Work required.
Find every line in the entries that contains the word "mushroom" and copy each one.

--- BEGIN ---

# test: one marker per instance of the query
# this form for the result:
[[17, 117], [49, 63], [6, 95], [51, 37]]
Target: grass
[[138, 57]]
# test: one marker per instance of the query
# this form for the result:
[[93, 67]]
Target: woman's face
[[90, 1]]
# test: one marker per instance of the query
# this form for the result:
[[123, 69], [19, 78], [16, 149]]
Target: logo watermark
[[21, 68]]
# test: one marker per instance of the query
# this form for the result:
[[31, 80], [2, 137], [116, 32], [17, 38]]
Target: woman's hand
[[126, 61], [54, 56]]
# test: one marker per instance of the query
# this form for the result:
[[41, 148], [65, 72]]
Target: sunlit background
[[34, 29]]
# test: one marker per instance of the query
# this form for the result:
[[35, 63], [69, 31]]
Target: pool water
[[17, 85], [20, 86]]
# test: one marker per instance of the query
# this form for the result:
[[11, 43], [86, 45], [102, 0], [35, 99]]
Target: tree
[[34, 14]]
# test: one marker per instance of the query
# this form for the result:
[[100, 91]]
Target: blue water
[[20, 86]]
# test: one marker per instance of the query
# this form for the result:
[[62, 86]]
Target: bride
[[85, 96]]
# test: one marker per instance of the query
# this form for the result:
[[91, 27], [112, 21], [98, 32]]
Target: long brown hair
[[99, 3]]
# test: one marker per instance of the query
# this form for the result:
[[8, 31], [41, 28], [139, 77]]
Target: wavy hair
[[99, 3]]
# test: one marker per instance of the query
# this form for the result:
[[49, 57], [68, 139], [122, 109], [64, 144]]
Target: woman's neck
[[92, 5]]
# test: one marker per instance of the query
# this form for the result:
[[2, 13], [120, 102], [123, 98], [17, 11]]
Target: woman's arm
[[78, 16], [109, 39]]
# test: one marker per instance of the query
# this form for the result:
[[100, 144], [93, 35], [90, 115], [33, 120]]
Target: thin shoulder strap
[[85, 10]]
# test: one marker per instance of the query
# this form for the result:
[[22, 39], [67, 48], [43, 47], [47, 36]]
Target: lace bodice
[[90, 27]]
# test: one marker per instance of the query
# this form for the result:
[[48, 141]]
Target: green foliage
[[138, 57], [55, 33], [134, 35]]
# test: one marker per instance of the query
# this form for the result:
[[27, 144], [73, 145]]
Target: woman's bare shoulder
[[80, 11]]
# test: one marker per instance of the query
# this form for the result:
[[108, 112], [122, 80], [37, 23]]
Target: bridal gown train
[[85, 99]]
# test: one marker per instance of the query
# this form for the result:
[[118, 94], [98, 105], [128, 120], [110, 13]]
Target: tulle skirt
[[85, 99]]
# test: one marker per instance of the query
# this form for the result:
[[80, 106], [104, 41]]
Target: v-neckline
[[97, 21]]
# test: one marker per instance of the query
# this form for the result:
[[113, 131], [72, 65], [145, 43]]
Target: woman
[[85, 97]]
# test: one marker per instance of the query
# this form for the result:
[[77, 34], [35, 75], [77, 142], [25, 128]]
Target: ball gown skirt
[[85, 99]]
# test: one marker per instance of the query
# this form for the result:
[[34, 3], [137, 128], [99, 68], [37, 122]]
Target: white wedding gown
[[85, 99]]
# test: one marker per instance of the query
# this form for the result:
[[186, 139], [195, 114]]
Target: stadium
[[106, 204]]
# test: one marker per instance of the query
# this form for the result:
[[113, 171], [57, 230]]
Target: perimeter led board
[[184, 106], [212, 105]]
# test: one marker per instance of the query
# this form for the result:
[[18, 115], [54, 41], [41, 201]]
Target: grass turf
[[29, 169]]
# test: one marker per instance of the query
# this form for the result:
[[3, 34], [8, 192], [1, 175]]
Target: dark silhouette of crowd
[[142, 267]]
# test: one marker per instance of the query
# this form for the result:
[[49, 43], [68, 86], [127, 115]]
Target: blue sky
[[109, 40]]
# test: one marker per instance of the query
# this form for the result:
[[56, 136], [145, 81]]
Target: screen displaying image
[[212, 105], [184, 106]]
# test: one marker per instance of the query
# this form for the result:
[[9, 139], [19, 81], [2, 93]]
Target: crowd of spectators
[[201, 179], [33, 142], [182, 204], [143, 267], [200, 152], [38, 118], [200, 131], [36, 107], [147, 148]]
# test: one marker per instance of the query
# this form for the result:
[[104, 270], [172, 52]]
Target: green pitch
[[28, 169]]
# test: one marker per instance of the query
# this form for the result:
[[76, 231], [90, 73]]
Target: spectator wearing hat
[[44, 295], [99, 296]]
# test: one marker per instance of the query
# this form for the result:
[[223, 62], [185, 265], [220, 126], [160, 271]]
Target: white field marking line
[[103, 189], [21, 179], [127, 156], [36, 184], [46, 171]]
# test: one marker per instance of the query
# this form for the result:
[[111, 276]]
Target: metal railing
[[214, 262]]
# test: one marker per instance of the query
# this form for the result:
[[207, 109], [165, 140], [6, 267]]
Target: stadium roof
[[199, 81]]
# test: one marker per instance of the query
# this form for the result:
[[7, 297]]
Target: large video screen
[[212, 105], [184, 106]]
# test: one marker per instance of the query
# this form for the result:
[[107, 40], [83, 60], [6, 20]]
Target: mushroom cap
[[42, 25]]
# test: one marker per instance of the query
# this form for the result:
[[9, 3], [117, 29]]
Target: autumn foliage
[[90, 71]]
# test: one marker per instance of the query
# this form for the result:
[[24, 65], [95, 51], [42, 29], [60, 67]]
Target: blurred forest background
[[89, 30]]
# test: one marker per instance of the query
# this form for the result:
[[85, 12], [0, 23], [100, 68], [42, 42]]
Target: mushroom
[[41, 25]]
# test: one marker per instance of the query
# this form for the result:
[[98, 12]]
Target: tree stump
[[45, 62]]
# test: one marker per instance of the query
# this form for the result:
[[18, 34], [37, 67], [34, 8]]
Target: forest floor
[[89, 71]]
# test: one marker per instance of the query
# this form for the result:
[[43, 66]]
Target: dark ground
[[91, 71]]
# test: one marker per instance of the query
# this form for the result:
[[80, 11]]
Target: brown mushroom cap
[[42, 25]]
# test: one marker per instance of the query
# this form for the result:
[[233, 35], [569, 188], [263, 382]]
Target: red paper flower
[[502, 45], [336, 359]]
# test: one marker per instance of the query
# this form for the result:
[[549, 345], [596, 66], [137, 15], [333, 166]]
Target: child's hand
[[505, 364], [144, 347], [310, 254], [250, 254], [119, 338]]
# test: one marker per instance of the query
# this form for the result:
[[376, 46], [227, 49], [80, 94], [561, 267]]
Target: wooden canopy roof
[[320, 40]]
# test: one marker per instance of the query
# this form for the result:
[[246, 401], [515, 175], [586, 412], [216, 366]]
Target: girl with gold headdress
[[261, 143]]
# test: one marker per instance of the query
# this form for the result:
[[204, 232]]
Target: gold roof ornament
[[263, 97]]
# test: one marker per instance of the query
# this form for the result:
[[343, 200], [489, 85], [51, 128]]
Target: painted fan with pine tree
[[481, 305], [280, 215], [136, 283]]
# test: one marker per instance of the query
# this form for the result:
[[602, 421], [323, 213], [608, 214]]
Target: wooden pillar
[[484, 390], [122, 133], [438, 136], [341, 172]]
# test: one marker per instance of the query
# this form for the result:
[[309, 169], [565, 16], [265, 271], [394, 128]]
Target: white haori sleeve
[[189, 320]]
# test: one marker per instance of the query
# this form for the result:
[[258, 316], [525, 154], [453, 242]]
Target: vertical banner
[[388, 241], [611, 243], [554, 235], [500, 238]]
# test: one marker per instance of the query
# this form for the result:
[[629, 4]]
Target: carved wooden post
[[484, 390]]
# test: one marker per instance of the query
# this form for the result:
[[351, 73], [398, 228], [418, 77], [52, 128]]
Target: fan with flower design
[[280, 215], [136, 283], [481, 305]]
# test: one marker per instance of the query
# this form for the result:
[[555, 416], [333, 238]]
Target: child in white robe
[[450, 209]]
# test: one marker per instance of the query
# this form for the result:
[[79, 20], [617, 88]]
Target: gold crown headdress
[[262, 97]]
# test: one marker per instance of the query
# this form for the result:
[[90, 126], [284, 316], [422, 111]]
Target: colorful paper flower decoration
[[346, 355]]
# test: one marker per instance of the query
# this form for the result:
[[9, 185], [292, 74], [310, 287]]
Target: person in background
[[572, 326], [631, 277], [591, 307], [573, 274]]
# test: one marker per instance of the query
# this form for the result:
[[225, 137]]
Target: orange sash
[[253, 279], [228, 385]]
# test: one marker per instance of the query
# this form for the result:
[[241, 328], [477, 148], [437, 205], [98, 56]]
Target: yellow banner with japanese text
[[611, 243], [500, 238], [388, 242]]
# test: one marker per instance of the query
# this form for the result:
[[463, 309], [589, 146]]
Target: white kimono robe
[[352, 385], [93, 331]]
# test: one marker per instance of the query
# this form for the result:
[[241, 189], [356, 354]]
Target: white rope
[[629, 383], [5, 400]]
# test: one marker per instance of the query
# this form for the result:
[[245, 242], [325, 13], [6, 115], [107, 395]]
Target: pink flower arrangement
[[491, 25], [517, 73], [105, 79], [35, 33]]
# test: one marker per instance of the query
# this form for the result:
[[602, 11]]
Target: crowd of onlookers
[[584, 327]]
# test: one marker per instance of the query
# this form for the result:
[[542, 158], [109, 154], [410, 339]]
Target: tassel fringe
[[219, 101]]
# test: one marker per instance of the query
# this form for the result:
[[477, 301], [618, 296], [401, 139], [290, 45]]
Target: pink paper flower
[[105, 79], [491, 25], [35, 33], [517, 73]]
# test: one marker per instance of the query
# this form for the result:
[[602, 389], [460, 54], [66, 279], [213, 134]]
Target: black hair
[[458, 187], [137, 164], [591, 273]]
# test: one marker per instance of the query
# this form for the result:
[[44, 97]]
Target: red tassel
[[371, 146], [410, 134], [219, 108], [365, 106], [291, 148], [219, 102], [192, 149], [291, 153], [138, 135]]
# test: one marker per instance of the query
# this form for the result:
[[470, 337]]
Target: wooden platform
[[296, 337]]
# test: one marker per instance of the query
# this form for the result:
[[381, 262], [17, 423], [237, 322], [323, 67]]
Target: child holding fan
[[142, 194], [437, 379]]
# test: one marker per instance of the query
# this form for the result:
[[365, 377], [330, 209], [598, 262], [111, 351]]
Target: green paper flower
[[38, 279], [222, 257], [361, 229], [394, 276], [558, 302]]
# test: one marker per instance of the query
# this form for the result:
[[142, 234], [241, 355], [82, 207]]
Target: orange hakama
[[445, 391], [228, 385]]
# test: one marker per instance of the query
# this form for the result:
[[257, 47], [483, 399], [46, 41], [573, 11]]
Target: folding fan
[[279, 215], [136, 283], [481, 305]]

--- END ---

Completed task.
Target: mushroom cap
Target: mushroom
Target: brown mushroom cap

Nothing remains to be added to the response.